**Given data:**
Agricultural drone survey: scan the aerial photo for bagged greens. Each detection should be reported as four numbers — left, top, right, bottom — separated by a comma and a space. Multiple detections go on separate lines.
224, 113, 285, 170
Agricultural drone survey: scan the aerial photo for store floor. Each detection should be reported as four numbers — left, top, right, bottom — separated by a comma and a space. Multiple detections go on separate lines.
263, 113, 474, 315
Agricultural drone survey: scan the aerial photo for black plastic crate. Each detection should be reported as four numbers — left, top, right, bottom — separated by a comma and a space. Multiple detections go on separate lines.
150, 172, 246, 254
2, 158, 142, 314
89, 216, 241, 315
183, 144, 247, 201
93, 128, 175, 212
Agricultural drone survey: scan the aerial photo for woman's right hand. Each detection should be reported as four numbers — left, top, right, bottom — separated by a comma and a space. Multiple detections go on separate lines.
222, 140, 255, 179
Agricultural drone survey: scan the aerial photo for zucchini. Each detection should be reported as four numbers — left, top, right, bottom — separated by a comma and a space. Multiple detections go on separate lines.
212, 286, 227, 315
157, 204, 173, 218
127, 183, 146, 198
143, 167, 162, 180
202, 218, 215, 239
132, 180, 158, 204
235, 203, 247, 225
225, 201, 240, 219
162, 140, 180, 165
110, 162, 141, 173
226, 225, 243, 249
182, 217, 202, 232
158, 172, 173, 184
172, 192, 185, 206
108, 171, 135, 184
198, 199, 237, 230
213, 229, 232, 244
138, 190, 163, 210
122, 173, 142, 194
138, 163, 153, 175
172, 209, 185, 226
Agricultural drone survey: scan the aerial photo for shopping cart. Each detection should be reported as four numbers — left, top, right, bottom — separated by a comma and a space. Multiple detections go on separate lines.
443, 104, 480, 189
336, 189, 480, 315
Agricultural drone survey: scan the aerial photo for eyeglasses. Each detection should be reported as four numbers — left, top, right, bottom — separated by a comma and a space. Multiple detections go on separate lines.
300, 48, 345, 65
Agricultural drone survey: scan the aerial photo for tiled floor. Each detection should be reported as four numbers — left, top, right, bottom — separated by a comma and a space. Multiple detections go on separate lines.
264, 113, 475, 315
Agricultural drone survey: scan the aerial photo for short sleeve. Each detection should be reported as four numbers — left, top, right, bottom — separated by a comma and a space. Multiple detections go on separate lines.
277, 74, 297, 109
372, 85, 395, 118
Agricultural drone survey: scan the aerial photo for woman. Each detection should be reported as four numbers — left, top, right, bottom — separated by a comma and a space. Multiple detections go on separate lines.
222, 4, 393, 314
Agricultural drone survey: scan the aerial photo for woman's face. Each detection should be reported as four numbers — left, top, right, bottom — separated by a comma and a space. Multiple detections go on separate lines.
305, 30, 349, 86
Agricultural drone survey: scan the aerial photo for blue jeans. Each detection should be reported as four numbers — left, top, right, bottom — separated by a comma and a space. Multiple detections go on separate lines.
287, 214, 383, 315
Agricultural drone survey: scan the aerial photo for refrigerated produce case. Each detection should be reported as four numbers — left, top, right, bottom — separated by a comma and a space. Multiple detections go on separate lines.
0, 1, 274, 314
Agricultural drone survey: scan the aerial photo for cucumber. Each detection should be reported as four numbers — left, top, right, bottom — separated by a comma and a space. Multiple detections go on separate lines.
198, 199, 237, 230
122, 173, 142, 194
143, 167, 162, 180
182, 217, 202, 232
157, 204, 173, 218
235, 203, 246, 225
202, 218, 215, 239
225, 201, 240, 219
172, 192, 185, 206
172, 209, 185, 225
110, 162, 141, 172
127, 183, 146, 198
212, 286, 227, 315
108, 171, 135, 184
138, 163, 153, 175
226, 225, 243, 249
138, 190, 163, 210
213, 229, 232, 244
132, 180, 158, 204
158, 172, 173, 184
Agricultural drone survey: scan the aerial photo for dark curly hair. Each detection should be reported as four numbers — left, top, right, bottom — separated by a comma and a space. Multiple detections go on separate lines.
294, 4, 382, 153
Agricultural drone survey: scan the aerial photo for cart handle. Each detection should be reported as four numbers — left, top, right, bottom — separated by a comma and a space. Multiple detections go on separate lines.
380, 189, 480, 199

**Written request:** Switch "drone survey" to "crop inspection" throughout the entries above, and reproduce every entry with nothing else altered.

**Exercise answer:**
Agricultural crop inspection: scan the aerial photo for bagged greens. Each detection should be reported as four numbers — left, top, right, bottom — separated by a comma and a space. Multiple detections go on separate lines.
224, 113, 285, 170
Agricultural crop inspection: scan the aerial photo for store floor. Each detection should be reported as four numbers — left, top, right, bottom — separated by a comma and a space. Multiple detections go on separate lines.
263, 113, 474, 315
Agricultural crop inspection: scan the aerial photo for black plastic crate. Each detection should be reported as four numbers — left, top, right, bottom — separated by a comma and a space. Multiple detections go on separate lines.
150, 172, 246, 254
2, 158, 142, 314
89, 216, 241, 315
183, 144, 247, 201
93, 128, 175, 212
Agricultural crop inspection: scan the aerial photo for woman's right hand. Each detection should be reported as four numbers — left, top, right, bottom — separated by a comma and a space. Multiple detections go on separate lines.
222, 140, 255, 179
Agricultural crop inspection: scan the aerial photo for zucchini. Each detection should be reported as four numbers — left, top, right, bottom — separated by a comma and a space. Multiple detections go on separate lines.
212, 286, 227, 315
157, 204, 173, 218
127, 183, 146, 198
143, 167, 162, 180
202, 218, 215, 239
132, 180, 158, 204
235, 203, 247, 225
225, 201, 240, 219
162, 140, 180, 165
110, 162, 141, 173
226, 225, 243, 249
182, 217, 202, 232
158, 172, 173, 184
172, 192, 185, 206
108, 171, 135, 184
198, 199, 237, 230
213, 229, 232, 244
138, 190, 163, 210
122, 173, 142, 194
138, 163, 153, 175
172, 209, 185, 226
Agricultural crop inspection: scan the aerial photo for shopping cart. Each detection should be reported as four numbers — left, top, right, bottom — separated by a comma and a space. Multiple detections go on separate lines.
443, 104, 480, 189
336, 189, 480, 315
Agricultural crop inspection: scan the aerial photo for eyeglasses. Each detection should be reported as four numbers — left, top, right, bottom — separated by a comma and a space. Multiple detections go on separate lines.
300, 48, 345, 65
Agricultural crop inspection: scan the aerial photo for tiled floor. Each detection should be reported as four numbers — left, top, right, bottom — separated by a comma and a space. Multiple detections go on separate lines.
264, 113, 475, 315
Agricultural crop inspection: scan the aerial photo for short sleeve. Each detection should be reported as four numbers — left, top, right, bottom — separated by a comma and a space. Multiple detections go on separate lines.
277, 74, 297, 109
372, 85, 395, 118
Agricultural crop inspection: scan the aerial photo for woman. Each detection should be reported as four numbers — left, top, right, bottom — separated by a comma and a space. Multiple detections go on separate lines.
222, 4, 393, 314
Agricultural crop inspection: scan the aerial photo for woman's face. Each detection should be reported as four numbers — left, top, right, bottom — separated by a comma and a space. Multiple detections go on separate lines.
305, 30, 349, 86
Agricultural crop inspection: scan the aerial photo for blue jeans. Each detection should be reported as four numbers — left, top, right, bottom — separated by a comma and a space. Multiple detections go on separate lines.
287, 214, 383, 315
Agricultural crop inspection: scan the aerial photo for refrigerated produce case. Each detection should be reported as four numbers — left, top, right, bottom — separated by a comma and a space. Multiple detections go on separate lines.
0, 1, 274, 314
Agricultural crop inspection: scan the aerial photo for cucumber. Each detection should be reported as four numbers — left, top, right, bottom — separated by a comma and a space. Multiple detections go on separate lines.
198, 199, 237, 230
122, 173, 142, 194
143, 167, 162, 180
182, 217, 202, 232
157, 204, 173, 218
235, 203, 246, 225
202, 218, 215, 239
225, 201, 240, 219
172, 192, 185, 206
172, 209, 185, 225
110, 162, 141, 172
127, 183, 146, 198
212, 286, 227, 315
108, 171, 135, 184
138, 163, 153, 175
226, 225, 243, 249
138, 190, 163, 210
213, 229, 232, 244
132, 180, 158, 204
158, 172, 173, 184
Agricultural crop inspection: scan the aerial photo for dark curly hair. Each detection should be reported as four numbers — left, top, right, bottom — separated by a comma and a space. Multiple detections go on separate lines.
294, 4, 382, 153
Agricultural crop inspection: scan the aerial photo for cart handle. Each detection should be reported as four numbers — left, top, right, bottom — separated by a comma and a space. Multiple detections go on separate lines.
380, 189, 480, 199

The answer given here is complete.